PROBLEM TO WORK ON - Every entry below must appear again, exactly as written.

* Start GIVEN DATA *

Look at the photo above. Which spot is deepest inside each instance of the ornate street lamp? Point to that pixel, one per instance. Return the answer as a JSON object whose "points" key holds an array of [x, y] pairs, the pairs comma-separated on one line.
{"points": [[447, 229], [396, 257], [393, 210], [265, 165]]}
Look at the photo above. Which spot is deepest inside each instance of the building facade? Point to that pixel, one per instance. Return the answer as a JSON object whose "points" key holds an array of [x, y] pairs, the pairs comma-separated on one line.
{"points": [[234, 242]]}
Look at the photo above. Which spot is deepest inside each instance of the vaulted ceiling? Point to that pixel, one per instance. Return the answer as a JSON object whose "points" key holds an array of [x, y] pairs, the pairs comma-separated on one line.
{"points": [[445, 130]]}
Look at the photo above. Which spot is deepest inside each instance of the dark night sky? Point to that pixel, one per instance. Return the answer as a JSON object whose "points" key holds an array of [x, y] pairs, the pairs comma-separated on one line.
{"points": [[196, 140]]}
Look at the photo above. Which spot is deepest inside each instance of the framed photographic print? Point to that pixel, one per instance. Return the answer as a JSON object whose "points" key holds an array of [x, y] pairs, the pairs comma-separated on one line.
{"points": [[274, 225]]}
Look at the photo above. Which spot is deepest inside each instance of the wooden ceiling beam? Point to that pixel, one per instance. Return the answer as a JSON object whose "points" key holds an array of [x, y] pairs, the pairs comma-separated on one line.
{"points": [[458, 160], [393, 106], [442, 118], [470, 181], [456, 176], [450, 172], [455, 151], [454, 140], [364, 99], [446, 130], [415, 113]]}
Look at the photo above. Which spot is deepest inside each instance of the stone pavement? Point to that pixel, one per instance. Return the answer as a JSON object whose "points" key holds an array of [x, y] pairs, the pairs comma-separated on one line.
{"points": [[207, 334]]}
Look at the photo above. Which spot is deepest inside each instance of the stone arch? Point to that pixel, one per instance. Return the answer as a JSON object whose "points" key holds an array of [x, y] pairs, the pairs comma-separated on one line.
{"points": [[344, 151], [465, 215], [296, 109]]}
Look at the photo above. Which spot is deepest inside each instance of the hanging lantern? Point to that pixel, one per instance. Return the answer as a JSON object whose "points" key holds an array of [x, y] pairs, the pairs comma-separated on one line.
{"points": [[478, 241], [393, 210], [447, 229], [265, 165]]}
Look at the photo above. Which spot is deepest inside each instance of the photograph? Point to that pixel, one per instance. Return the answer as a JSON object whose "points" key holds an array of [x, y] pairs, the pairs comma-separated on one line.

* End GIVEN DATA *

CORRECT RESULT -
Look at the photo above. Which spot is deepest inside each instance of the ornate street lamp? Point to that pixel, one per instance. Return the answer as a JSON object whose "points" key holds an array of [x, y] pairs, the pairs comma-separated on one line.
{"points": [[447, 229], [396, 257], [393, 210], [265, 165]]}
Look at the photo above. Which spot is deepest inside each instance of the building facade? Point to that pixel, one per instance. Return the answer as a JSON object whose "points" key holds an array of [x, y] pairs, the pairs comma-separated on one line.
{"points": [[234, 242]]}
Look at the photo above. Which spot is deepest inside each instance of the vaulted ceiling? Point to that pixel, one per instance. Return the answer as a JSON object whose "points" key holds an array of [x, y] pairs, the pairs comma-separated on one line.
{"points": [[445, 130]]}
Look at the photo above. Which spot is deepest inside each instance of the dark night sky? Point to that pixel, one per instance. Return the answer as a JSON object whose "points" key holds an array of [x, y] pairs, the pairs comma-separated on one line.
{"points": [[196, 140]]}
Look at the photo above. Which spot is deepest inside each instance of the framed photographic print? Point to that pixel, one per instance. Return the answer as a JSON object whose "points" key holds an array of [x, y] pairs, the pairs comma-separated on one line.
{"points": [[274, 225]]}
Look at the photo above. Which spot is deepest inside each instance of the wooden ceiling beam? Point to that pixel, one per instance. Return the answer as a JSON object whose "points" key holds an array of [x, y] pairs, the pairs comma-separated on one line.
{"points": [[458, 160], [393, 106], [442, 118], [470, 181], [456, 176], [450, 172], [455, 151], [454, 140], [364, 99], [446, 130], [415, 113]]}
Look at the photo above. Which spot is deepest inside each instance of the stone pavement? Point to that pixel, one per instance. Return the answer as a JSON object whose "points" key holds an array of [x, y] pairs, the pairs comma-separated on one line.
{"points": [[207, 334]]}
Look at the photo above. Which spot is deepest inside each instance of the stone arch? Point to that pixel, one per instance. Return the answer as a JSON object whose "points" key holds an array of [x, y] pairs, the pairs comma-separated on one line.
{"points": [[344, 151], [465, 215], [296, 109]]}
Look at the photo above. Which spot is deepest inside each instance of the hanging lantern? Point to that pixel, one per instance. Return the answer as a JSON object whose "points" key holds an array of [x, y] pairs, the pairs comma-separated on one line.
{"points": [[478, 241], [393, 210], [447, 229], [265, 165]]}
Look at the photo above. Which spot is deepest inside each instance of the photograph? Point to that pixel, one per instance. Return the answer as a JSON object whose "points" key holds an array of [x, y] pairs, the pairs comma-separated on one line.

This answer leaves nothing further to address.